Entries from a dataset:
◆ ◆ ◆ ◆ ◆

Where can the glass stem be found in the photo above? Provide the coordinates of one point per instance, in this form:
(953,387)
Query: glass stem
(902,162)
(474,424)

◆ ◆ ◆ ◆ ◆

Short task = Please reproduce every line of the entries above, requests included, adding 61 to each number in the answer coordinates.

Answer below =
Where can the glass stem be found in the photo above? Provide the coordinates of one point per instance, in this form:
(953,387)
Query: glass stem
(963,223)
(535,485)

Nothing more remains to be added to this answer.